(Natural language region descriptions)
>>>>>

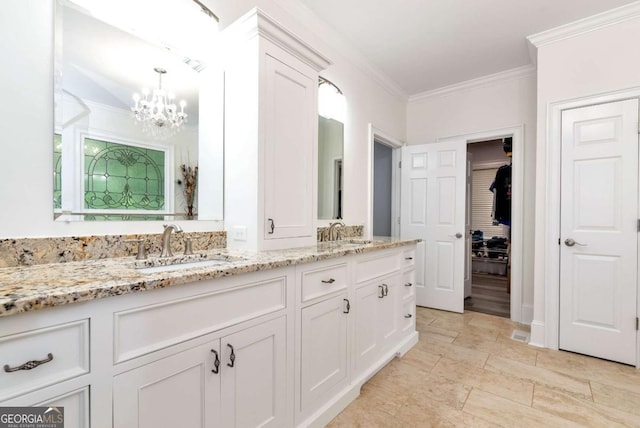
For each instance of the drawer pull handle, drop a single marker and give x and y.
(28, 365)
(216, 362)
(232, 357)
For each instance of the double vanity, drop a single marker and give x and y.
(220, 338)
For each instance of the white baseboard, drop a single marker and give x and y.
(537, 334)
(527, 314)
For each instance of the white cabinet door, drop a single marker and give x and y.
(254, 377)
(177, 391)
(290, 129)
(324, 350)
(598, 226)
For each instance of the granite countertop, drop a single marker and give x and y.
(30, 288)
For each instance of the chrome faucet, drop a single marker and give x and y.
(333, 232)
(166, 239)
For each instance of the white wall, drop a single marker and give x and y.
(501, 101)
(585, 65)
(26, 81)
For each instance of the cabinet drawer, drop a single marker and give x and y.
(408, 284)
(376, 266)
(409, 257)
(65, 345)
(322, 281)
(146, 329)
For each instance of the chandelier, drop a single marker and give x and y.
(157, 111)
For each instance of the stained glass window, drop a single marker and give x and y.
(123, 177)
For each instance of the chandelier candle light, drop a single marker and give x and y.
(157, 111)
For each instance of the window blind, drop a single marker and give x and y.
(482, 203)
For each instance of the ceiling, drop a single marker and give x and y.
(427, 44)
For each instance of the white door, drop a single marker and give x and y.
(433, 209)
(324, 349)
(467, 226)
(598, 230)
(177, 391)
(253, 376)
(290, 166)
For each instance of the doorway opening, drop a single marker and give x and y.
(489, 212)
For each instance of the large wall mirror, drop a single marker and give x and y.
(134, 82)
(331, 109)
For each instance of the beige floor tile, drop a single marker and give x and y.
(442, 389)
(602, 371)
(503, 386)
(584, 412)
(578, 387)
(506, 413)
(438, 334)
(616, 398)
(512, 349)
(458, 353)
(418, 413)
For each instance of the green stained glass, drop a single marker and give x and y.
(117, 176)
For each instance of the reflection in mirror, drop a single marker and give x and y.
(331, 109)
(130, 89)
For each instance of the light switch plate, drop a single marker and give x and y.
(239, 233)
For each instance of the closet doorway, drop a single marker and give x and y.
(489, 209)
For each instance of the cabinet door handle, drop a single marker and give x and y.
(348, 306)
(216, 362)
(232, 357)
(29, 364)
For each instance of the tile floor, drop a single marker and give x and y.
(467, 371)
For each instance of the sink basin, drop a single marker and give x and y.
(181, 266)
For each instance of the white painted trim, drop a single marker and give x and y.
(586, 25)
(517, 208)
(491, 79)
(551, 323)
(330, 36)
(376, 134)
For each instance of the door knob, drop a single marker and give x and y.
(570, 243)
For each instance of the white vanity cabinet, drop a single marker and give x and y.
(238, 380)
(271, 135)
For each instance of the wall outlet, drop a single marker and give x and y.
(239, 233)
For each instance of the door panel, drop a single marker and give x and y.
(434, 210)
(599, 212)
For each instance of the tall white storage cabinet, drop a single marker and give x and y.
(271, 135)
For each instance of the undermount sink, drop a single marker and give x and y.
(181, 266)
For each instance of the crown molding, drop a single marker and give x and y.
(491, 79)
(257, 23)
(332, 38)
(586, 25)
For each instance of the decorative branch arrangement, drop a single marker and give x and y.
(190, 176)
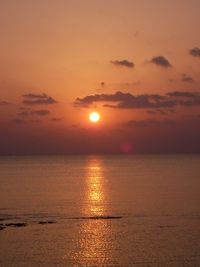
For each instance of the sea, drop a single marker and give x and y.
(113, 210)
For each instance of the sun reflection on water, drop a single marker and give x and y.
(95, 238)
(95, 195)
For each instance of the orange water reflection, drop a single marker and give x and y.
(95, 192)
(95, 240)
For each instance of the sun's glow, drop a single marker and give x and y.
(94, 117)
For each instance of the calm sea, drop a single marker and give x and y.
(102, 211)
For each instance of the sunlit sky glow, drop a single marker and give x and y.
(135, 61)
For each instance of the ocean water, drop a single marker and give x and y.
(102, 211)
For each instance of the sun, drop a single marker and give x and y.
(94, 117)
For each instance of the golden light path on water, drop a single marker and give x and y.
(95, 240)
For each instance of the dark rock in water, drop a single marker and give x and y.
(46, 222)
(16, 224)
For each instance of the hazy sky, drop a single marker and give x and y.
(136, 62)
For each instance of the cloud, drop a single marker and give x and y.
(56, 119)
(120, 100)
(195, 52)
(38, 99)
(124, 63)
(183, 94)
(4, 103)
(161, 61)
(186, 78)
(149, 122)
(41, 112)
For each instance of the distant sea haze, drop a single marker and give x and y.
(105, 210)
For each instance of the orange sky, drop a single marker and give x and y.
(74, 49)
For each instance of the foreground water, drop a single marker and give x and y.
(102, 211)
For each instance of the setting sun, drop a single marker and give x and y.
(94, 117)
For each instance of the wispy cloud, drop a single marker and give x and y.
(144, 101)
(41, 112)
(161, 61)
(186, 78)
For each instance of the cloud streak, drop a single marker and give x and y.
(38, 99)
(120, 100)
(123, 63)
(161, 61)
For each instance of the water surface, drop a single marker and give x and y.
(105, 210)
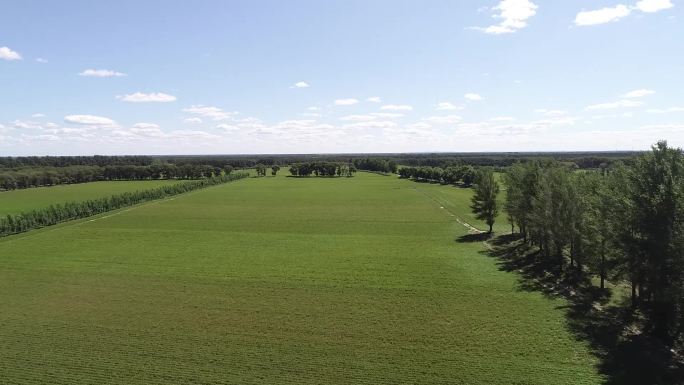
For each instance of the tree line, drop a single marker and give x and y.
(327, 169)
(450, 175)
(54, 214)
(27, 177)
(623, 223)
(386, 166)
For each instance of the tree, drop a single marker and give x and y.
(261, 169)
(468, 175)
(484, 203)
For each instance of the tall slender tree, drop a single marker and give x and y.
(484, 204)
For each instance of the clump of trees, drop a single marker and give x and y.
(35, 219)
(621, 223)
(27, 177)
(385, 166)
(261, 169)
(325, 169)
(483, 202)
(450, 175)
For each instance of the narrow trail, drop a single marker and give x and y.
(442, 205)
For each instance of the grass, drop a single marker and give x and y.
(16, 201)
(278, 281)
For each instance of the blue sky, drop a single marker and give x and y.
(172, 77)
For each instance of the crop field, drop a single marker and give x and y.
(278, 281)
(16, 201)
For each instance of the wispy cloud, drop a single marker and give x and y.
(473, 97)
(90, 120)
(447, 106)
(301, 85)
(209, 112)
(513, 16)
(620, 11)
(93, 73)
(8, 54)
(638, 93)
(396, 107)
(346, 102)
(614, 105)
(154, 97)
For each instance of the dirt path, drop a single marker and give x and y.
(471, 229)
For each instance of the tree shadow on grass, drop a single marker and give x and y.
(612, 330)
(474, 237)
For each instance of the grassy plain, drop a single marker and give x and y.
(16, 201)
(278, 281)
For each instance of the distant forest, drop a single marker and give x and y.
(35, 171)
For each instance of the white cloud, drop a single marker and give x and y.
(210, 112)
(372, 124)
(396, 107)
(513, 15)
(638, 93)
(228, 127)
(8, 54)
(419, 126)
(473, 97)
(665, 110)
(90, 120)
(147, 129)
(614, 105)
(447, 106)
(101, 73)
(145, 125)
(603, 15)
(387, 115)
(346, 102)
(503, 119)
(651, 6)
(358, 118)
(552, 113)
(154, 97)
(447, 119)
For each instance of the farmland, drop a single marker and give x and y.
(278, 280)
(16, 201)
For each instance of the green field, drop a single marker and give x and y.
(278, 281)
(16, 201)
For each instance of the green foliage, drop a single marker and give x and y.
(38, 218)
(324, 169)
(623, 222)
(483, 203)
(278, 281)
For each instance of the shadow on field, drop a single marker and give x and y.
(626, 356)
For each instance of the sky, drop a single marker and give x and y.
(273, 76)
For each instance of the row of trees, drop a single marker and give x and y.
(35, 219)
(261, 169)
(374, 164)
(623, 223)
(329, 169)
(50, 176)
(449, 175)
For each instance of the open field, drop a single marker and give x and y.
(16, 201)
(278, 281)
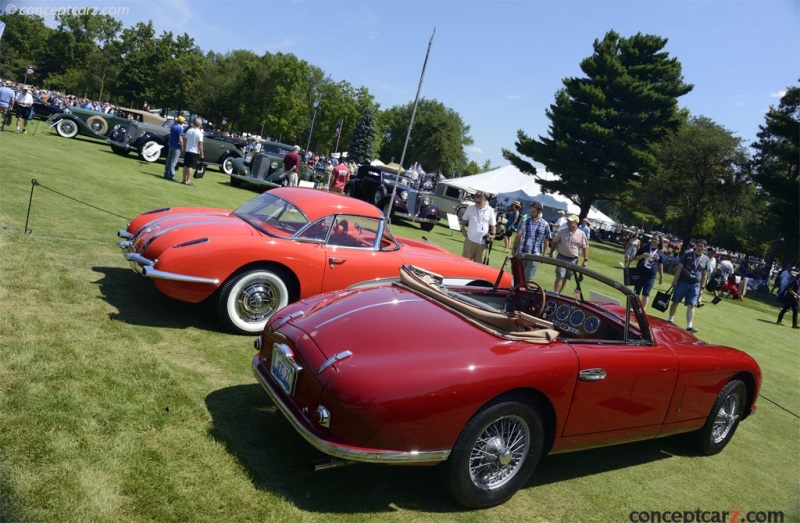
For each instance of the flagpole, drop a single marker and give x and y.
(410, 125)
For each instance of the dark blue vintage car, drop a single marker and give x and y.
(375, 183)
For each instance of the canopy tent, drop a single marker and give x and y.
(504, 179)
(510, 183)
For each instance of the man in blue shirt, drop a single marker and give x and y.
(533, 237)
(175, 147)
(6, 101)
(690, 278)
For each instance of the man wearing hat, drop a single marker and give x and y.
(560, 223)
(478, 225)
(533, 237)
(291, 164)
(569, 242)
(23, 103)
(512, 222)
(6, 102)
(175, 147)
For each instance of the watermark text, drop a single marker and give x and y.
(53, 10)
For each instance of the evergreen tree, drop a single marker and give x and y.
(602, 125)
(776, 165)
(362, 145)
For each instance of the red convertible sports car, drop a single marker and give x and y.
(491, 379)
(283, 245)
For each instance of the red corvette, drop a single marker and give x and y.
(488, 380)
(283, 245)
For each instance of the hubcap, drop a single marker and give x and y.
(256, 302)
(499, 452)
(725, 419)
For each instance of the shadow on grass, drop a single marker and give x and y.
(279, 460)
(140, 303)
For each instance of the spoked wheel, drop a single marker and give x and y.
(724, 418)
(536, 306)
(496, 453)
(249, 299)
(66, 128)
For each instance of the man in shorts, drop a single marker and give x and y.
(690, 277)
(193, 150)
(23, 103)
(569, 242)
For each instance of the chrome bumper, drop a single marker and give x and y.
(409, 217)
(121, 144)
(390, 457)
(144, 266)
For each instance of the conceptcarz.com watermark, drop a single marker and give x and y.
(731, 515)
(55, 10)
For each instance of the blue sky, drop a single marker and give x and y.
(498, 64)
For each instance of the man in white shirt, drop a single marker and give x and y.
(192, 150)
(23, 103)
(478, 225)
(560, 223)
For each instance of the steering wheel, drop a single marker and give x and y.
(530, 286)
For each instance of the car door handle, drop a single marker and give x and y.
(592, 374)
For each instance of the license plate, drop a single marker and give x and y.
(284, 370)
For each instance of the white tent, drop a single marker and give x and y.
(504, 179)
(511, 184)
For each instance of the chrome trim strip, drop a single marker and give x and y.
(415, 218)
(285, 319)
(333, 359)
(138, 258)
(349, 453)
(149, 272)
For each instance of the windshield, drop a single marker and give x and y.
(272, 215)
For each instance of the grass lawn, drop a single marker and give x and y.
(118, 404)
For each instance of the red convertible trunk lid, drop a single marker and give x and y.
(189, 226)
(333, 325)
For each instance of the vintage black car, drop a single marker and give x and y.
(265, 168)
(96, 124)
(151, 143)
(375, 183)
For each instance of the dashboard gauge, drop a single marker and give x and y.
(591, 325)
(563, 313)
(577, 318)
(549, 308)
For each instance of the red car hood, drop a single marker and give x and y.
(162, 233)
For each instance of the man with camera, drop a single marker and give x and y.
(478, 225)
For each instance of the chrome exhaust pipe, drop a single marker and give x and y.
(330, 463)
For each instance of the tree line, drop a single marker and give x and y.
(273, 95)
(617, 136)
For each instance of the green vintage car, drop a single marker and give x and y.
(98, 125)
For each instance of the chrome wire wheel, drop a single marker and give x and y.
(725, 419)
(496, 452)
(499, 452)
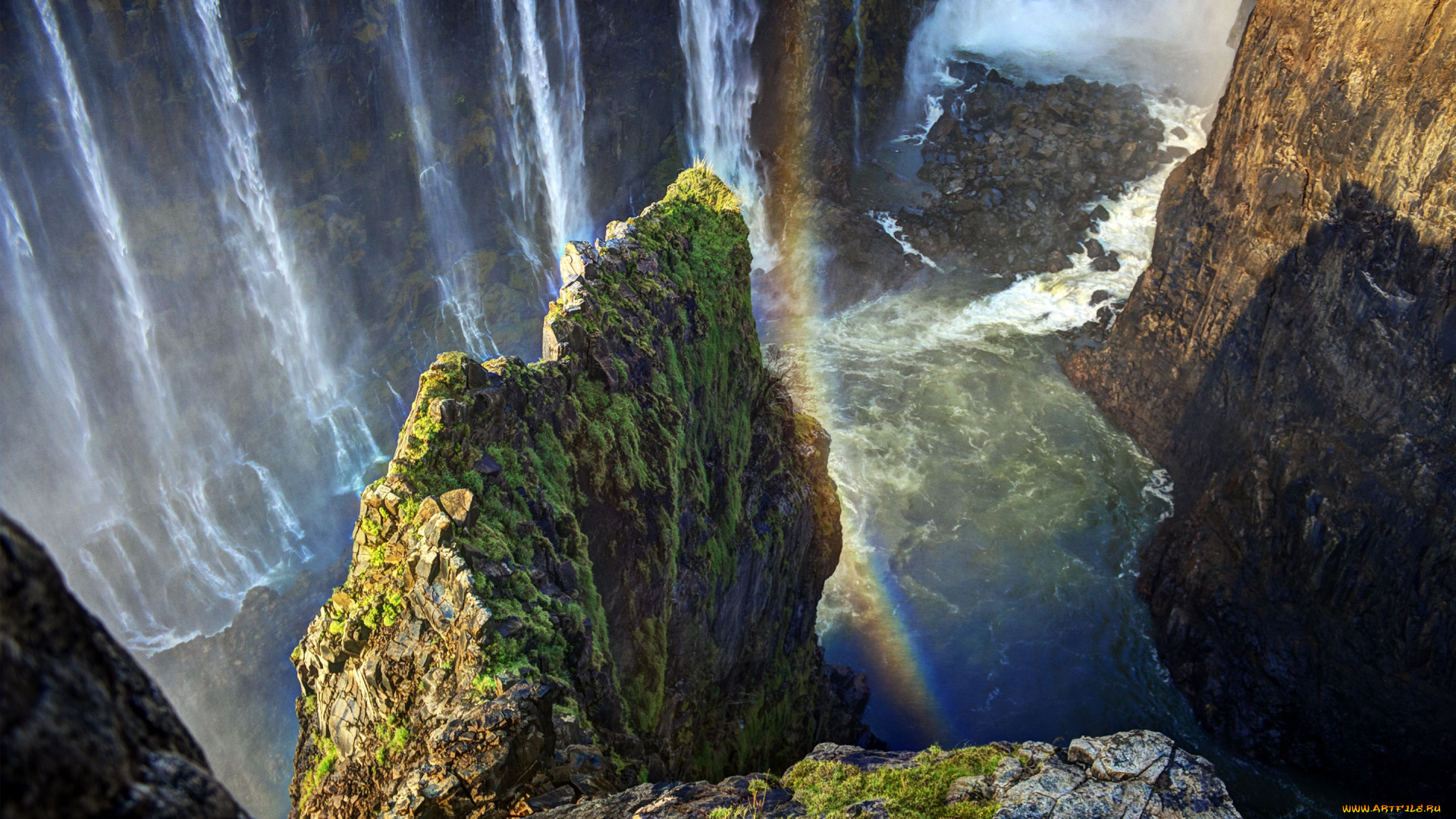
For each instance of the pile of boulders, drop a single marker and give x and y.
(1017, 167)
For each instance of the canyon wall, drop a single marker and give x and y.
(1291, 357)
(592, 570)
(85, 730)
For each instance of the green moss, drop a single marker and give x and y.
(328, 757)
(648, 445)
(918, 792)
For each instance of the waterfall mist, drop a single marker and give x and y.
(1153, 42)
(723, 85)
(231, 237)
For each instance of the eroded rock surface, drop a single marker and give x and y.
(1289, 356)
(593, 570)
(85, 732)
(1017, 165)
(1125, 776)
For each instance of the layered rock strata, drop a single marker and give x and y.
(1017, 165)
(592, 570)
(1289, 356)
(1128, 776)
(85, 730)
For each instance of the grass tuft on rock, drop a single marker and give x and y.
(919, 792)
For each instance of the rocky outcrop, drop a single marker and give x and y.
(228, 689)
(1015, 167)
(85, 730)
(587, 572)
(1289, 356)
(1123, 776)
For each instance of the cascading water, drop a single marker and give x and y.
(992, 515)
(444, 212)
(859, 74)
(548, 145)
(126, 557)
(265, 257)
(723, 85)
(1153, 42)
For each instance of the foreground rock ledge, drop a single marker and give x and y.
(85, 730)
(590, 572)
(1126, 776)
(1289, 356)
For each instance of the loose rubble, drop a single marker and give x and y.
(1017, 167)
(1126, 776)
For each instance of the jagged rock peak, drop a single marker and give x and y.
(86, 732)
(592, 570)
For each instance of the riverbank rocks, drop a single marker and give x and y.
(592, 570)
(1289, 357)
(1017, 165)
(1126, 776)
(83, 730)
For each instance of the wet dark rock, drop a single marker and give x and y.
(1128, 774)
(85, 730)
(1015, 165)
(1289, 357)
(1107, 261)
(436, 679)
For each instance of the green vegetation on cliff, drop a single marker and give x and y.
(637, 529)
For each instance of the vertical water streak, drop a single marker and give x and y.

<<<<<

From the line that contains "For each instance of the grass tuft" down to the final line of the entries, print every line exactly as it is, and only those lines.

For each instance of the grass tuft on rock, drop a single marker and give x and y.
(919, 792)
For each instance of the rocky outcrop, drop a single marker and give x and y.
(228, 689)
(1015, 167)
(85, 730)
(587, 572)
(1289, 356)
(1123, 776)
For each instance of the cascading water, drop a single marker and give x and y.
(992, 515)
(444, 212)
(859, 74)
(548, 145)
(126, 557)
(265, 257)
(723, 85)
(1153, 42)
For each instance of the foreground rock ledge, drop a single marker and give x and y.
(85, 730)
(590, 572)
(1126, 776)
(1289, 356)
For each instance of the loose rubble, drop a single marker and give x and y.
(1017, 167)
(1126, 776)
For each instance of the jagged rock peak, drop a single marker and give x and y.
(86, 732)
(592, 570)
For each instance of the riverbank rocks, drop a single marker and give x and y.
(592, 570)
(1289, 357)
(1017, 165)
(1126, 776)
(83, 730)
For each instance of the wet dark rock, drop a single marker and give x and y.
(1128, 774)
(85, 730)
(1015, 165)
(1289, 357)
(1107, 261)
(436, 679)
For each instance of the green vegetation on cliff, drop a single marker and give x and y.
(637, 529)
For each instance of the vertical water streak, drop a single marker and give x and y.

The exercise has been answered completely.